[Brief A]:
Retype the passage from the child abuse definitions below, between "4.11 Neglect is" and "basic emotional needs.", inclusive.
[Brief B]:
In the child abuse definitions below, what are the things a parent may fail to do once a child is born that count as neglect?
[Brief C]:
According to the child abuse definitions below, which section of which law classifies penetrative sex with a child under 13 as rape?

[Reading passage]:
Start of Block

4.1 The following definitions of abuse are set out in statutory government guidance and provide the framework for responding to risk to children.

4.2 Abuse and neglect are forms of maltreatment. A person may abuse or neglect a child by inflicting harm, or by failing to act to prevent harm. Children and young people may be abused in a family or in an institutional or community setting by those known to them or, more rarely, by a stranger.

Physical abuse
4.3 Physical abuse may involve hitting, shaking, throwing, poisoning, burning or scalding, drowning, suffocating, or otherwise causing physical harm to a child.

4.4 Physical harm may also be caused when a parent fabricates the symptoms of, or deliberately induces, illness in a child - see definition of Fabricated or Induced Illness.

Emotional abuse
4.5 Emotional abuse is the persistent emotional maltreatment of a child such as to cause severe and persistent effects on the child’s emotional development and may involve:

Conveying to children that they are worthless or unloved, inadequate, or valued only insofar as they meet the needs of another person
Imposing age or developmentally inappropriate expectations on
children. These may include interactions that are beyond the child’s developmental capability, as well as overprotection and limitation of exploration and learning, or preventing the child participating in normal social interaction
Seeing or hearing the ill-treatment of another
Serious bullying, causing children frequently to feel frightened or in danger, or the exploitation or corruption of children
Exploiting and corrupting children.

4.6 Some level of emotional abuse is involved in all types of maltreatment of a child, though it may occur alone.

Sexual abuse
4.7 Sexual abuse involves forcing or enticing a child or young person to take part in sexual activities, whether or not the child is aware of what is happening. The activities may involve physical contact, including penetrative (e.g. rape, buggery or oral sex) or non-penetrative acts.

4.8 Sexual abuse includes abuse of children through sexual exploitation.

4.9 Penetrative sex where one of the partners is under the age of 16 is illegal, although prosecution of similar age, consenting partners is not usual. However, where a child is under the age of 13 it is classified as rape under Section 5 Sexual Offences Act 2003.

4.10 Sexual abuse includes non-contact activities, such as involving children in looking at, or in the production of pornographic materials, watching sexual activities or encouraging children to behave in sexually inappropriate ways.

4.11 Neglect is the persistent failure to meet a child’s basic physical and / or
psychological needs, likely to result in the serious impairment of the child’s health or development.

4.12 Neglect may occur during pregnancy as a result of maternal substance
abuse. Once a child is born, neglect may involve a parent failing to:

Provide adequate food, clothing and shelter (including exclusion from home or abandonment)
Protect a child from physical and emotional harm or danger
Ensure adequate supervision (including the use of inadequate care-givers)
Ensure access to appropriate medical care or treatment.
It may also include neglect of, or unresponsiveness to, a child’s basic emotional needs.

End of Block

[Data listing]:
Start of Block

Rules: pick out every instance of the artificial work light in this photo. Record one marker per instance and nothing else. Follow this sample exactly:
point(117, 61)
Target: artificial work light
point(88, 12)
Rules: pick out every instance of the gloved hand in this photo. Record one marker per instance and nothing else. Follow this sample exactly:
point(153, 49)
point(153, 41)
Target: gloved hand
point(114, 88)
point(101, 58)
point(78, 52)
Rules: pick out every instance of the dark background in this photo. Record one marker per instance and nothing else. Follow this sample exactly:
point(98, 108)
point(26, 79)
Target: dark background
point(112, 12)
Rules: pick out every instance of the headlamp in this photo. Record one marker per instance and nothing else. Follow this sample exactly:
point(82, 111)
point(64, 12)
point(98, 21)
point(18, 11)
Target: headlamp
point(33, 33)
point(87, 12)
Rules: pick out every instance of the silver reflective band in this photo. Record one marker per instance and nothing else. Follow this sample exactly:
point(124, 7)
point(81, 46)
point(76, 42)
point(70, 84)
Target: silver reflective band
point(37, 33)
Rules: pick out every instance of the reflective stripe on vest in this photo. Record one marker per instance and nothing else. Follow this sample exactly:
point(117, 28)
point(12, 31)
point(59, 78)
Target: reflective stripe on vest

End of Block

[Answer section A]:
4.11 Neglect is the persistent failure to meet a child’s basic physical and / or
psychological needs, likely to result in the serious impairment of the child’s health or development.

4.12 Neglect may occur during pregnancy as a result of maternal substance
abuse. Once a child is born, neglect may involve a parent failing to:

Provide adequate food, clothing and shelter (including exclusion from home or abandonment)
Protect a child from physical and emotional harm or danger
Ensure adequate supervision (including the use of inadequate care-givers)
Ensure access to appropriate medical care or treatment.
It may also include neglect of, or unresponsiveness to, a child’s basic emotional needs.

[Answer section B]:
Provide adequate food, clothing and shelter (including exclusion from home or abandonment)
Protect a child from physical and emotional harm or danger
Ensure adequate supervision (including the use of inadequate care-givers)
Ensure access to appropriate medical care or treatment

[Answer section C]:
Section 5 of the Sexual Offences Act 2003.